To be done =
Reproduce the listing exactly, with no pictures in your copy.

»»

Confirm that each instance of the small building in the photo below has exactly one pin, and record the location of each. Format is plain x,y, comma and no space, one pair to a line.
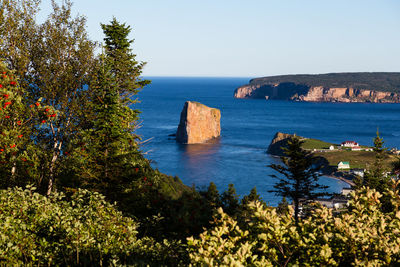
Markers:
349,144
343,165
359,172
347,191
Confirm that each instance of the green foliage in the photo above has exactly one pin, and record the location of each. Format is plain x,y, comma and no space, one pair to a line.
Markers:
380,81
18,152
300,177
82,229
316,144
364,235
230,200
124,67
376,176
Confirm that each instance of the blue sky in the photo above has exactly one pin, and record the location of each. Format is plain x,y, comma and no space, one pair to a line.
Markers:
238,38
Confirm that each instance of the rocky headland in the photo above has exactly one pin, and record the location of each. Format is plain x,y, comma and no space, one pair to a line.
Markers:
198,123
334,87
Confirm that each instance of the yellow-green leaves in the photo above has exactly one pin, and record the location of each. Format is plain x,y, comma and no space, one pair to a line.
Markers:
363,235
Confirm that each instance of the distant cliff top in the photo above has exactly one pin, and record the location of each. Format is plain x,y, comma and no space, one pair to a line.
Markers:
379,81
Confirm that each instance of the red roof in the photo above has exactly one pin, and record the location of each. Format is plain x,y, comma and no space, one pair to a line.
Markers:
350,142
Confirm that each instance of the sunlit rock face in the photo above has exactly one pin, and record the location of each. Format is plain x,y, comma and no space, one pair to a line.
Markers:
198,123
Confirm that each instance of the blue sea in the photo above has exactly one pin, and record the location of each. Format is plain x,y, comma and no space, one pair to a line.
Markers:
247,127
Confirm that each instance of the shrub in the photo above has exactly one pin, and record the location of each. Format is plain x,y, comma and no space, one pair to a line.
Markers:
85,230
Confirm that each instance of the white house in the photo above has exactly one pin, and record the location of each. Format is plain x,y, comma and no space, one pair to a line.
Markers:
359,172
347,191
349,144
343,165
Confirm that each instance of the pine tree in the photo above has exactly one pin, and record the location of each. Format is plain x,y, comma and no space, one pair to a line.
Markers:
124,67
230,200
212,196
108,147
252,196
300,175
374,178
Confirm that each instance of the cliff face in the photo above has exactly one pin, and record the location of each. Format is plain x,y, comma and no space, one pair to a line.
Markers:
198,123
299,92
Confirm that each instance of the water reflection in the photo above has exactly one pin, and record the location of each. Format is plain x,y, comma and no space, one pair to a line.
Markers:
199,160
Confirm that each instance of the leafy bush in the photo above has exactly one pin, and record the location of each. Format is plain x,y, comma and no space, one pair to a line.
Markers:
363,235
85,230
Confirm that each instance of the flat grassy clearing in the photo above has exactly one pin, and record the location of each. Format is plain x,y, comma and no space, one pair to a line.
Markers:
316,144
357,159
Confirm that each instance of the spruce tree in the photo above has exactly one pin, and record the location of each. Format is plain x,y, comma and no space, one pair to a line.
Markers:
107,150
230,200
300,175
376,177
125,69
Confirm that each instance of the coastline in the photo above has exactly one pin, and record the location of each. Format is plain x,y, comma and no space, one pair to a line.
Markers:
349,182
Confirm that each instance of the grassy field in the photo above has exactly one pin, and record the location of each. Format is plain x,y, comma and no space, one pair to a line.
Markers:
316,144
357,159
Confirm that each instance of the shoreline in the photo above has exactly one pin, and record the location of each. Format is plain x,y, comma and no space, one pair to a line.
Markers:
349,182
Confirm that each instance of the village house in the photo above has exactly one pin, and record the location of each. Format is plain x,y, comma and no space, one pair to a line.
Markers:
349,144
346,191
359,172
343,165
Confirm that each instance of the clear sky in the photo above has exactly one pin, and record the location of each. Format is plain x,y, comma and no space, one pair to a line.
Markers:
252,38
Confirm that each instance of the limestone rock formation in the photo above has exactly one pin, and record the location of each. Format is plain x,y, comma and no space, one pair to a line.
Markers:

««

Reply to the exercise =
Confirm that each instance of the small building in the photo below has exactly one pin, and record the location of each. Format is plain x,y, comma and no space, one pair to a line.
Markers:
349,144
343,165
359,172
347,191
Confirm that each instance of the green foliage in the photo above has exactly one pin, and record the location of each. Format is plain x,y, comma and no space, one pair to a line.
Markers:
380,81
18,152
300,177
82,229
316,144
364,235
230,200
124,67
376,176
Confirm that each instance of the blue sky in the photo above has exactly one pin, and record the location of each. Format is plain x,y, comma and no space, one pair to a line.
Markers:
238,38
Confirm that each instance of the rocky headland in the photo above has exactly one pin, and record the location of each. Format is plain x,y, comma and no space, one pair to a line.
Markers:
198,123
334,87
Confirm that each instance of the yellow-green leaves in the photo above has exactly one pin, and record the location of each. Format is plain x,y, comma and no space, one pair to a line.
Markers:
363,235
Confirm that each instance of the distant cliff top in the photo above has exactly one pin, and record the location of each. Format is plain x,y, comma and no space, one pair to a line.
Markers:
379,81
Confirm that each instance of the red roof in the photo above has exactly one pin, and record the location of each. Format is plain x,y, comma and no space, one pair to a line.
Markers:
350,142
Confirm that each instance of the sunlit rock face in the photo above has exactly one pin, and record the location of each. Format is plain x,y, comma and no space, one pair to a line.
Markers:
198,123
Confirm that each instance of the blue sea in the photo above has exactly one pin, and record the location of each. Format is plain x,y, comma and no space, one pair to a line.
Markers:
247,127
Confirm that each instance of the shrub in the photo above has exactly one pin, and record the location of each. Format is plain x,y, comma and no space, one pair to a line.
Markers:
85,230
Confirm that each instance of the white house in the photo above has exactly one pin, and record the location of each. Format is plain x,y, comma and no space, one pair to a line.
Markers:
359,172
347,191
349,144
343,165
Confirm that each instance of the pine tree in the photo above has exactly one pin, and record the location of each. Format is plain x,y, comma and no space, one pair to a line.
Markers:
124,67
230,200
212,196
108,147
252,196
300,175
374,178
Confirm that each instance of the cliff face in the photo above has exactly one pin, and record the location of each. Format is plain x,y, comma and no space, one pair to a line.
Markers:
198,123
299,92
Confirm that each instance of the water reflection in the photo above has exactly one pin, and record the location of each. Format is plain x,y, comma and no space, one pair to a line.
Markers:
199,160
Confirm that each instance of the leafy bush in the photo above has exactly one pin, and record the location of each. Format is plain x,y, comma and no space, one pair to a line.
Markers:
363,235
85,230
Confirm that each instance of the flat grassy clearing in the photo above has exactly one pin, and record the location of each. Format is plain x,y, comma and no space, one pair to a line.
Markers:
316,144
357,159
Confirm that each instance of the spruce tree in the photo above has exactly one pin, and record the location of each. Format is plain x,y, comma and no space, one pair to a line.
Markers:
107,150
230,200
300,175
376,177
125,69
Confirm that each instance of the coastline in the photo above has exactly one pin, and record the location of each. Format is plain x,y, comma and no space, one pair to a line.
Markers:
349,182
Confirm that each instance of the grassy field in the photo above has exactly one pin, and record the location of each. Format is plain x,y, comma and no space, one pair to a line.
Markers:
316,144
357,159
Confirm that each instance of the shoreline in the photo above has exactly one pin, and record the location of each. Format is plain x,y, comma and no space, one pair to a line.
Markers:
349,182
Confirm that each instance of the village house in the photo above has exactly one pin, and record the location of each. Format is plain x,y, comma and no space, one pair to a line.
Markers:
349,144
346,191
359,172
343,165
Confirm that each instance of the clear sky in the photo above has exactly one pin, and record the location of each. Format is plain x,y, comma and no space, one pair to a line.
Markers:
252,38
Confirm that each instance of the limestone rock formation in the photo above has exactly one pin, and record the location of each. Format is plain x,y, comma and no space, one pair to a line.
Markers:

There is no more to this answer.